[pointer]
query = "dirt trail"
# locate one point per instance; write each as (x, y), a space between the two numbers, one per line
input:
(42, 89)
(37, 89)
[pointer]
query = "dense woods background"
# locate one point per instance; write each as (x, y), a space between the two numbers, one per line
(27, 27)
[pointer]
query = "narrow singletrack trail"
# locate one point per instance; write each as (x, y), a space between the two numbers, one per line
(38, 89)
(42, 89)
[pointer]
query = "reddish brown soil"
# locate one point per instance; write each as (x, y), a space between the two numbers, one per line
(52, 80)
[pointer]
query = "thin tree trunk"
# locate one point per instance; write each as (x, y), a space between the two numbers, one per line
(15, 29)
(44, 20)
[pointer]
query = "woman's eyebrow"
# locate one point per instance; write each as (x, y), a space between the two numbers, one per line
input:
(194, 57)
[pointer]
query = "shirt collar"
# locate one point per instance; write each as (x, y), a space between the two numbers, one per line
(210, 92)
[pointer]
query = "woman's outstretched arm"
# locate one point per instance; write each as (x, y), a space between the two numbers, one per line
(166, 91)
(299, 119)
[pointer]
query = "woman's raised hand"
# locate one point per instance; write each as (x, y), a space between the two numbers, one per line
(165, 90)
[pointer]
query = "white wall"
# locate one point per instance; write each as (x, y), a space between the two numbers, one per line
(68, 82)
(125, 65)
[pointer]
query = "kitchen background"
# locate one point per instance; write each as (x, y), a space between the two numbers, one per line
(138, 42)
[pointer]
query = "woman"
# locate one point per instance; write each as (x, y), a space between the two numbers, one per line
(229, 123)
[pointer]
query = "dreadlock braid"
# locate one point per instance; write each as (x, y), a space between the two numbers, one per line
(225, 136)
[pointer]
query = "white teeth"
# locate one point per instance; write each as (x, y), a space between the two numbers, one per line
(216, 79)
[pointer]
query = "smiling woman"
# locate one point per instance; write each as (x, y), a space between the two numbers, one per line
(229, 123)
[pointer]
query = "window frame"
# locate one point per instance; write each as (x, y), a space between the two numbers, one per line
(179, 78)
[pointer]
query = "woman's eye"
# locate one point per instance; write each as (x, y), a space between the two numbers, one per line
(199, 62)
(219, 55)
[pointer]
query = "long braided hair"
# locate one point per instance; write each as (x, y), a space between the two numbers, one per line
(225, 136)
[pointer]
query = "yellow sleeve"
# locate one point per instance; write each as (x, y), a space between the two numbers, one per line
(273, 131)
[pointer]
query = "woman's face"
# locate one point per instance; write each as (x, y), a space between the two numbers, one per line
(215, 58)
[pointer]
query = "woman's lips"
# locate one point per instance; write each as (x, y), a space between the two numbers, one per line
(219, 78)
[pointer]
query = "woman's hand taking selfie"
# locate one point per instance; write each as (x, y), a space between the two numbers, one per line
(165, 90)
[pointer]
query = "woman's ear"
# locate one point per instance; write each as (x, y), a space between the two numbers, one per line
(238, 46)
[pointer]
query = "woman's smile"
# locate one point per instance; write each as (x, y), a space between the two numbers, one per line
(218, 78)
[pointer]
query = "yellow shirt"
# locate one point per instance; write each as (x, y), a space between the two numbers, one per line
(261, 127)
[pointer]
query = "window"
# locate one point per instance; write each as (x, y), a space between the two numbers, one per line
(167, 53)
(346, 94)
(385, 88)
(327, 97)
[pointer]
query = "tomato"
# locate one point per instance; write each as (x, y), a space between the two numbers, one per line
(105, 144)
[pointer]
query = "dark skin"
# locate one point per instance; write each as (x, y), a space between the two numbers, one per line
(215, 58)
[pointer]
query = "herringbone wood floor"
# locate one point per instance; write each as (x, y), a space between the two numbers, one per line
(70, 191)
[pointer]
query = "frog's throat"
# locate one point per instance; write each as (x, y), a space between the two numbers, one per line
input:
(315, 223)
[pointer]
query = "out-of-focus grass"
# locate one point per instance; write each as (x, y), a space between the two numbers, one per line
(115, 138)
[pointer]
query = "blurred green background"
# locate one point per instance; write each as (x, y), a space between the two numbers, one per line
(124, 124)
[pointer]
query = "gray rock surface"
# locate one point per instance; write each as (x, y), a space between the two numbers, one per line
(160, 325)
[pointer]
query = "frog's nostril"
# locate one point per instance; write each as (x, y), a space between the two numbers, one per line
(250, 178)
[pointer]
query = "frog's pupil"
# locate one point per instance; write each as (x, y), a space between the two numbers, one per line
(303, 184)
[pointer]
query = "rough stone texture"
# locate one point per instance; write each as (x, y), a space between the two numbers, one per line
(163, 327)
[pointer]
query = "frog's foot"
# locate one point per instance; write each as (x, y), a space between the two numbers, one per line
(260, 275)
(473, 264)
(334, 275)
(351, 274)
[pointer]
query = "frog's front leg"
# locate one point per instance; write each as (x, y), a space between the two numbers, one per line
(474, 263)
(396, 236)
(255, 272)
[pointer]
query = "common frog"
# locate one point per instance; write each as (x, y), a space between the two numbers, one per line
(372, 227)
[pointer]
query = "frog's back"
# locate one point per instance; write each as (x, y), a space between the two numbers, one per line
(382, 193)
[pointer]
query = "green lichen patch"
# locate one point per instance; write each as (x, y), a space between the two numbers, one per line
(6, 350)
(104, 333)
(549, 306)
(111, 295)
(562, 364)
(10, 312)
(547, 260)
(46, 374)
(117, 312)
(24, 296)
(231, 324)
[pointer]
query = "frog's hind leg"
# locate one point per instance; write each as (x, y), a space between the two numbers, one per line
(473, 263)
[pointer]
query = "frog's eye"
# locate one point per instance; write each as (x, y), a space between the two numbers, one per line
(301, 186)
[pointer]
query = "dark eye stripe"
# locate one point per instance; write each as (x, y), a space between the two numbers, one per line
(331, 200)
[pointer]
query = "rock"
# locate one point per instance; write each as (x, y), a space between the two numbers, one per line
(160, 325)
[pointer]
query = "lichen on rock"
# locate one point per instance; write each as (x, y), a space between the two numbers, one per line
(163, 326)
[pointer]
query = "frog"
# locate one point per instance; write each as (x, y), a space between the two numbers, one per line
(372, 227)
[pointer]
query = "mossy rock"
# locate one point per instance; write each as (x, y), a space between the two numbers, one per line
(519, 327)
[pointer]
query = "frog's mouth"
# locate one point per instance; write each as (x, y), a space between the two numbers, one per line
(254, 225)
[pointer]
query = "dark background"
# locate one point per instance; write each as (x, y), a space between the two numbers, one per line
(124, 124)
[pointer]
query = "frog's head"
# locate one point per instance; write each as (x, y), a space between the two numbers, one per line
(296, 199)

---+---

— PROBLEM STATEMENT —
All of the entries above need to be output again exactly.

— OUTPUT FOR THIS EXERCISE —
[pointer]
query = "dirt trail"
# locate one point per instance; write each as (x, y), a space between the two numbers, one per line
input:
(42, 89)
(37, 89)
[pointer]
query = "dense woods background"
# locate one point per instance; write each as (x, y), a space between the two numbers, one per line
(27, 27)
[pointer]
query = "narrow singletrack trail"
# locate one point per instance; write each as (x, y), a space between the two numbers, one per line
(38, 89)
(42, 89)
[pointer]
query = "reddish brown soil"
# locate one point per instance; write each as (x, y), a space between the two numbers, one per line
(52, 80)
[pointer]
query = "thin tree trunk"
# locate one point per instance; write each as (x, y), a space between the two numbers, one per line
(15, 29)
(44, 20)
[pointer]
query = "woman's eyebrow"
# locate one point per instance; write each as (x, y), a space between the two numbers, one per line
input:
(194, 57)
[pointer]
query = "shirt collar"
# locate one point per instance; write each as (x, y), a space between the two numbers, one per line
(210, 92)
[pointer]
query = "woman's outstretched arm"
# locate one point per instance; write each as (x, y), a space between the two numbers, one per line
(166, 91)
(299, 119)
[pointer]
query = "woman's raised hand"
# locate one point per instance; write each as (x, y), a space between the two numbers, one per line
(165, 90)
[pointer]
query = "white wall"
# locate one point per instance; write each as (x, y), a space between the two numbers, one per line
(68, 82)
(125, 65)
[pointer]
query = "kitchen background"
# locate one point per instance; write each as (x, y), a space between the two numbers, one per line
(138, 42)
[pointer]
query = "woman"
# locate one point per instance; write each as (x, y), a space between the two numbers, one per line
(229, 123)
[pointer]
query = "dreadlock braid"
# locate one point per instance; write each as (x, y), a space between the two numbers, one per line
(225, 136)
[pointer]
query = "white teeth"
# locate one point per instance; write each as (x, y), a space between the two numbers, one per line
(216, 79)
[pointer]
query = "smiling woman"
# locate one point per instance; write each as (x, y), a space between the two numbers, one per line
(229, 123)
[pointer]
query = "window frame"
# locate one point per instance; write each as (x, y), a space between the two numbers, one per line
(179, 78)
[pointer]
query = "woman's eye"
# locate one point per instance; write each as (x, y), a space between the two numbers, one per line
(199, 62)
(219, 55)
[pointer]
query = "long braided hair"
# locate one point per instance; write each as (x, y), a space between the two numbers, one per line
(225, 136)
[pointer]
query = "yellow sleeve"
# locate one point per instance; write each as (x, y), a space between the two numbers, one per line
(273, 131)
[pointer]
query = "woman's face"
# locate one point per instance; write each as (x, y), a space between the two numbers, one per line
(215, 58)
[pointer]
query = "woman's lips"
# locate one point per instance; write each as (x, y), a space between the two numbers, one per line
(219, 78)
[pointer]
query = "woman's hand taking selfie"
# locate one point per instance; write each as (x, y), a space between the two numbers, one per line
(165, 90)
[pointer]
query = "woman's ear"
# locate one point per instance; write each as (x, y), a space between the two numbers, one per line
(238, 46)
[pointer]
query = "woman's smile"
# locate one point per instance; write each as (x, y), a space between the two numbers, one per line
(218, 78)
[pointer]
query = "yellow shirt"
# locate one point per instance; write each as (x, y), a space between the two numbers, one per line
(261, 127)
[pointer]
query = "window"
# locate one point per instance; write each as (x, y), a space between the two numbers, one per line
(167, 53)
(346, 94)
(385, 88)
(327, 97)
[pointer]
query = "tomato"
# locate one point per instance; write each as (x, y), a space between the two numbers, one per line
(105, 144)
[pointer]
query = "dark skin"
# locate one point per instance; write each as (x, y), a space between the two numbers, one per line
(215, 58)
[pointer]
query = "herringbone wood floor"
# locate one point per instance; write each as (x, y), a space between the two numbers, one per line
(70, 191)
[pointer]
query = "frog's throat"
# locate one point per instance; write each as (x, y), a space between the two numbers, one per line
input:
(315, 223)
[pointer]
query = "out-of-focus grass"
# locate one point per instance; write each as (x, y), a space between the two numbers, one per line
(115, 138)
[pointer]
query = "blurred green background"
# locate one point per instance; write each as (x, y), a space between the two numbers, one per line
(124, 124)
[pointer]
query = "gray rock surface"
# locate one point per instance; write each as (x, y), a space between the two numbers, one per line
(160, 325)
[pointer]
query = "frog's nostril"
# locate one point per instance; write each as (x, y), a space between the two numbers, one per line
(250, 178)
[pointer]
query = "frog's pupil"
# locate one point per instance; write each as (x, y), a space between the two numbers, one per line
(303, 184)
[pointer]
query = "rough stone texture"
# locate one point per instance; write each as (x, y), a space between the two numbers, one per line
(163, 327)
[pointer]
query = "frog's foot"
# locate one point per instance; write each as (x, y), a space between the two numbers, one per line
(260, 275)
(473, 264)
(334, 275)
(351, 274)
[pointer]
query = "frog's front leg"
# locate one point per instance; write each as (x, y), a space between the two numbers, one per line
(474, 263)
(396, 236)
(255, 272)
[pointer]
query = "common frog"
# locate one point per instance; write each as (x, y), a space between the two numbers, one per line
(372, 227)
[pointer]
query = "frog's back"
# locate one point per instance; write each as (x, y), a space between the two numbers, one per line
(382, 193)
[pointer]
query = "green lichen patch"
# locate one point per instance; write each as (x, y), a space between the two numbers, one per line
(6, 350)
(104, 333)
(549, 306)
(111, 295)
(562, 364)
(10, 312)
(547, 260)
(46, 374)
(117, 312)
(24, 296)
(231, 324)
[pointer]
query = "frog's hind leg"
# locate one point per instance; write each as (x, y), a space between the two numbers, one per line
(473, 263)
[pointer]
query = "frog's eye"
# locate one point per instance; write each as (x, y), a space between the two numbers, one per line
(301, 186)
[pointer]
query = "dark eye stripe"
# locate one point per instance; write each as (x, y), a space between the two numbers, one per line
(331, 200)
[pointer]
query = "rock"
# locate one point per instance; write each as (x, y), a space between the two numbers, one per line
(160, 325)
[pointer]
query = "lichen on rock"
# locate one point per instance; write each as (x, y), a space between the two numbers, one per line
(163, 326)
[pointer]
query = "frog"
# locate one point per instance; write each as (x, y), a space between the two numbers, one per line
(372, 227)
[pointer]
query = "mossy rock"
# locate one point per instance; write each as (x, y), a space between the two numbers, one per line
(519, 327)
[pointer]
query = "frog's mouth"
# locate one point per instance; write each as (x, y), a space between the two numbers, one per line
(254, 225)
[pointer]
query = "dark background"
# locate one point per instance; write each as (x, y), a space between the two numbers, one per line
(124, 124)
[pointer]
query = "frog's head"
# locate one point per instance; write each as (x, y), a space between the two numbers, one per line
(296, 199)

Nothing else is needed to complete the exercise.